All three major benchmarks are slightly lower in premarket trading
Stock futures are struggling for direction before the bell, but were last seen trading slightly below breakeven, following the major benchmarks' worst day since June. Friday's Jackson Hole symposium will be on investors' minds all week, as earnings reports continue to roll in. Meanwhile, "meme stock" AMC Entertainment (AMC) released its preferred share class, known as "APE" units, which began trading yesterday.
Continue reading for more on today's market, including:
- Peabody Energy stock saw a bullish options surge.
- Put traders targeted Dick's Sporting Goods before earnings.
- Plus, ZM slides on lowered forecast; expansion plans boost PDD; and SJM jumps on quarterly win.

**WHAT YOU NEED TO DO:**
A - List every company that the market report identifies by its full name rather than by ticker symbol alone.
B - Pick up the premarket stock report from its final line and continue it in the same style.

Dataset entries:
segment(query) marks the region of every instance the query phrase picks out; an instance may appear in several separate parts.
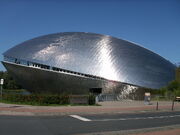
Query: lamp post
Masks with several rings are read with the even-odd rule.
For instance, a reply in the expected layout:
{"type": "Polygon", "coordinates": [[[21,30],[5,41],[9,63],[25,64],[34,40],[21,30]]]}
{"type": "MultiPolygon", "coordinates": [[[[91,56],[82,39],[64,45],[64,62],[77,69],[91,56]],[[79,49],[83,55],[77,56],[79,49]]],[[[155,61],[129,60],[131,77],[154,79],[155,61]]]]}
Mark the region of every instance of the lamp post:
{"type": "Polygon", "coordinates": [[[2,100],[2,93],[3,93],[3,92],[2,92],[2,89],[3,89],[2,86],[3,86],[3,84],[4,84],[4,79],[1,79],[1,81],[0,81],[0,85],[1,85],[1,100],[2,100]]]}

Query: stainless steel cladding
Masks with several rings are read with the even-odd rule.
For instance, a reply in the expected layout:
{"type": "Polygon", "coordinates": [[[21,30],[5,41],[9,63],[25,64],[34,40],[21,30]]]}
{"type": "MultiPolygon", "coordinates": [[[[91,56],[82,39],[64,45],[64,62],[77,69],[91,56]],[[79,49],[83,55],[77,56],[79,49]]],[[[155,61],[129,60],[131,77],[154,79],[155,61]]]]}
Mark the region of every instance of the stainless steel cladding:
{"type": "Polygon", "coordinates": [[[49,70],[60,68],[147,88],[163,87],[175,78],[175,66],[161,56],[134,43],[94,33],[37,37],[9,49],[4,56],[46,65],[49,70]]]}

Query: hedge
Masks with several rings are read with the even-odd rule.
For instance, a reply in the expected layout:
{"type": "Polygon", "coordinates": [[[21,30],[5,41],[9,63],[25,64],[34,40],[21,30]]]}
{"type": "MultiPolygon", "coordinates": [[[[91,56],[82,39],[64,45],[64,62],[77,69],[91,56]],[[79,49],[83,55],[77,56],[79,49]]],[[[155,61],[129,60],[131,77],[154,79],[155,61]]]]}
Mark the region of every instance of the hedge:
{"type": "MultiPolygon", "coordinates": [[[[4,94],[3,101],[10,103],[23,103],[23,104],[39,104],[39,105],[66,105],[70,104],[70,99],[76,97],[77,95],[19,95],[19,94],[4,94]]],[[[87,97],[88,104],[95,104],[95,97],[93,95],[82,95],[82,97],[87,97]]],[[[79,95],[81,98],[81,95],[79,95]]]]}

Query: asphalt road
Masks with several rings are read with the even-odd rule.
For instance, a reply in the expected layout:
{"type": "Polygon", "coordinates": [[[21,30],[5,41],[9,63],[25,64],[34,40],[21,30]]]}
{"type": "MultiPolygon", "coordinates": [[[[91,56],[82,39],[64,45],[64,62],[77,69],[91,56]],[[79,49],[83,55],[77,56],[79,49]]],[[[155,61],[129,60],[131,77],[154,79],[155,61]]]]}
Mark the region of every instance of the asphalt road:
{"type": "Polygon", "coordinates": [[[0,116],[0,135],[71,135],[180,124],[180,112],[0,116]]]}

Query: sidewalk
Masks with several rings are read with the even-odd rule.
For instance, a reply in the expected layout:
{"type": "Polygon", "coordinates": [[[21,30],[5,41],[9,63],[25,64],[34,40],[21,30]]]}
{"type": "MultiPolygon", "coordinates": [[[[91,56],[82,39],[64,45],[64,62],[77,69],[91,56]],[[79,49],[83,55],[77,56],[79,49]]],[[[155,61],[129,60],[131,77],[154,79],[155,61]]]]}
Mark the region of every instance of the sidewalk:
{"type": "MultiPolygon", "coordinates": [[[[70,115],[98,113],[133,113],[157,111],[157,102],[145,105],[143,101],[99,102],[101,106],[31,106],[0,103],[0,115],[70,115]]],[[[171,111],[172,102],[159,101],[158,111],[171,111]]],[[[180,102],[174,103],[174,110],[180,111],[180,102]]]]}
{"type": "MultiPolygon", "coordinates": [[[[31,106],[0,103],[0,115],[21,116],[54,116],[71,114],[101,114],[101,113],[143,113],[154,111],[172,111],[172,102],[159,101],[159,109],[156,110],[157,102],[145,105],[143,101],[113,101],[99,102],[100,106],[31,106]]],[[[174,103],[174,111],[180,111],[180,102],[174,103]]],[[[140,131],[107,132],[103,135],[180,135],[180,125],[170,128],[141,129],[140,131]]],[[[101,135],[92,133],[89,135],[101,135]]]]}

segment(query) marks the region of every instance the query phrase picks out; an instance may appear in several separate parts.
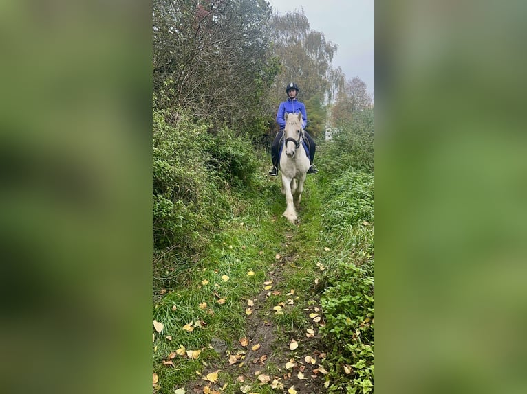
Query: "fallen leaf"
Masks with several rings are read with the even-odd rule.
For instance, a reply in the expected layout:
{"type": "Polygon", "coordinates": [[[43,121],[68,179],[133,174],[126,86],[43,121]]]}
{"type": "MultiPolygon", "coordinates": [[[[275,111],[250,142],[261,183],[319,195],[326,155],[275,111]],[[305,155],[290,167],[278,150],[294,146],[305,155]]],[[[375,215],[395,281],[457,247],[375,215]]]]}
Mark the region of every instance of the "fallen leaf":
{"type": "Polygon", "coordinates": [[[175,351],[175,353],[178,356],[183,356],[186,353],[186,349],[184,346],[180,345],[180,348],[175,351]]]}
{"type": "Polygon", "coordinates": [[[158,332],[161,332],[163,331],[163,328],[164,326],[163,325],[162,323],[160,323],[157,320],[153,321],[153,327],[155,329],[155,331],[158,332]]]}
{"type": "Polygon", "coordinates": [[[184,325],[183,326],[183,329],[184,329],[185,331],[187,331],[189,332],[191,332],[194,331],[194,327],[192,327],[193,323],[193,322],[191,321],[191,323],[189,323],[186,324],[185,325],[184,325]]]}
{"type": "Polygon", "coordinates": [[[208,380],[209,382],[215,383],[216,381],[218,380],[218,371],[216,371],[216,372],[211,372],[211,373],[208,373],[206,378],[207,378],[207,380],[208,380]]]}

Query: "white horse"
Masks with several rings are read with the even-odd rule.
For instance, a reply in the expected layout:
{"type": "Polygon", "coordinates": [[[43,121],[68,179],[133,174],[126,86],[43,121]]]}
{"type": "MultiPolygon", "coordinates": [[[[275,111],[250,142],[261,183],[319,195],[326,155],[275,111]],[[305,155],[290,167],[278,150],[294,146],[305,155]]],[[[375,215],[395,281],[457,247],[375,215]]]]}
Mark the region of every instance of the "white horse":
{"type": "Polygon", "coordinates": [[[300,207],[305,174],[309,170],[309,158],[302,144],[303,139],[302,114],[286,114],[283,147],[280,154],[280,171],[282,174],[281,191],[286,195],[287,203],[287,208],[283,215],[291,223],[294,223],[298,219],[297,209],[300,207]]]}

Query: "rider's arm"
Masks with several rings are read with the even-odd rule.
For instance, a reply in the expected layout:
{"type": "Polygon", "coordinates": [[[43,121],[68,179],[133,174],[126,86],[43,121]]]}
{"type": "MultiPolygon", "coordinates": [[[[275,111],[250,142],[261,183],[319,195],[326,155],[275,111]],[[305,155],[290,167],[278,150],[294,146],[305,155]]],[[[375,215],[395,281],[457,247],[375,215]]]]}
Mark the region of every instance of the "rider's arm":
{"type": "Polygon", "coordinates": [[[280,125],[280,128],[286,127],[286,120],[283,119],[286,112],[286,107],[283,103],[280,103],[280,106],[278,107],[278,112],[277,112],[277,123],[280,125]]]}

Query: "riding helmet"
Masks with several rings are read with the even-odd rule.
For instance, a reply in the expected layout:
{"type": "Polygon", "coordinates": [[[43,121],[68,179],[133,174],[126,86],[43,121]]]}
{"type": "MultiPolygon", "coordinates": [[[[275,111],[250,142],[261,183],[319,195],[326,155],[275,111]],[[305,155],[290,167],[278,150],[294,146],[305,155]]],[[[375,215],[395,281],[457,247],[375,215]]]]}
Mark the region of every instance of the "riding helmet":
{"type": "Polygon", "coordinates": [[[300,91],[298,85],[294,82],[291,82],[288,85],[288,86],[286,88],[286,94],[289,94],[289,91],[291,89],[295,89],[297,91],[297,94],[299,94],[299,92],[300,91]]]}

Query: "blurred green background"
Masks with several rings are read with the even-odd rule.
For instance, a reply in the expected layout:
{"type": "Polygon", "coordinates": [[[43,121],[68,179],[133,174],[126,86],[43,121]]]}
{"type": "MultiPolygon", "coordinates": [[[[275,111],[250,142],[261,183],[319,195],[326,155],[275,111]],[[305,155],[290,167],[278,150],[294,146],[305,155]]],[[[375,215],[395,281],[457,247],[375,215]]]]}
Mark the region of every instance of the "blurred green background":
{"type": "Polygon", "coordinates": [[[145,393],[151,4],[3,1],[5,393],[145,393]]]}
{"type": "Polygon", "coordinates": [[[527,3],[376,5],[376,389],[526,393],[527,3]]]}

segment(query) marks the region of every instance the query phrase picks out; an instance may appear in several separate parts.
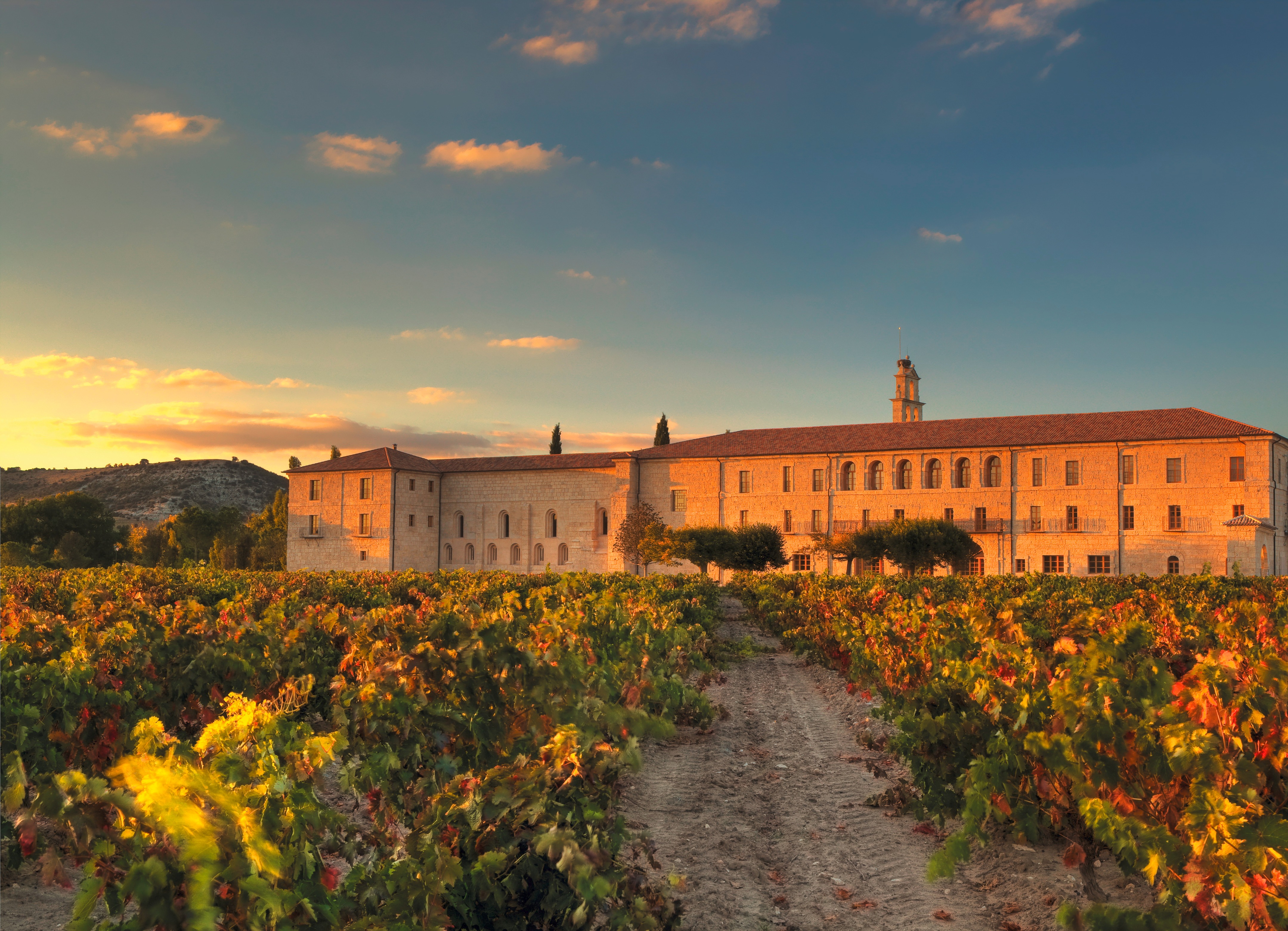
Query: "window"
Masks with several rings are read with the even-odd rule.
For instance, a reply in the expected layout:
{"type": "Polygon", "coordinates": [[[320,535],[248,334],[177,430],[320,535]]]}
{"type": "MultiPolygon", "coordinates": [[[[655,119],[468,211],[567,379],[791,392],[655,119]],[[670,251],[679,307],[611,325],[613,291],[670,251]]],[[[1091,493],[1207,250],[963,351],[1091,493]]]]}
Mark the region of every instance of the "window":
{"type": "Polygon", "coordinates": [[[1002,460],[997,456],[989,456],[984,464],[984,484],[988,488],[1002,487],[1002,460]]]}
{"type": "Polygon", "coordinates": [[[903,460],[895,471],[895,488],[912,488],[912,462],[903,460]]]}

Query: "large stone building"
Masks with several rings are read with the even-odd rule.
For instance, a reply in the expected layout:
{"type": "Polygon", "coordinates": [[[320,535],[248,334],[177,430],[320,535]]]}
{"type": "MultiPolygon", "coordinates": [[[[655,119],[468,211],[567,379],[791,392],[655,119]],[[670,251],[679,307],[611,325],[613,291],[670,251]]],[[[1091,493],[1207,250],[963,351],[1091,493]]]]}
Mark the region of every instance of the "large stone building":
{"type": "Polygon", "coordinates": [[[927,421],[918,384],[900,359],[889,424],[564,456],[384,448],[292,469],[287,565],[634,569],[612,540],[647,501],[674,527],[774,524],[796,572],[845,570],[809,552],[811,533],[917,516],[974,534],[976,573],[1288,572],[1284,437],[1195,408],[927,421]]]}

**TASK-BY-TASK RESULTS:**
A - AMC Entertainment, Peabody Energy, Dick's Sporting Goods

B -
5 Things You Need to Know Today
- The Cboe Options Exchange (CBOE) saw more than 1.42 million call contracts traded on Monday, and 924,263 put contracts. The single-session equity put/call ratio fell to 0.65, and the 21-day moving average stayed at 0.67.
- Zoom Video Communications Inc (NASDAQ:ZM) is down 12% premarket. The company cut its full-year forecast after its quarterly revenue growth hit a record low, with second-quarter revenue missing expectations, despite its earnings of $1.05 per share beating estimates. Plus, BTIG downgraded the stock to "neutral" from "buy," while no fewer than eight other analysts chimed in with price-target cuts. Year-to-date, the equity is down 47%.
- The shares of Pinduoduo Inc (NASDAQ:PDD) are up 2% before the bell, after Reuters reported the China-based tech name plans to launch an international e-commerce platform next month. On the charts, PDD has found a floor at the $45 level, though pressure at the 180-day moving average lingers above. Year-to-date, the equity is down 17.8%.
- J.M. Smucker Company (NYSE:SJM) is up 1.8% in electronic trading, after the company's fiscal first-quarter results beat, and raised full-year forecast. Year-over-year, SJM is up 4.9%.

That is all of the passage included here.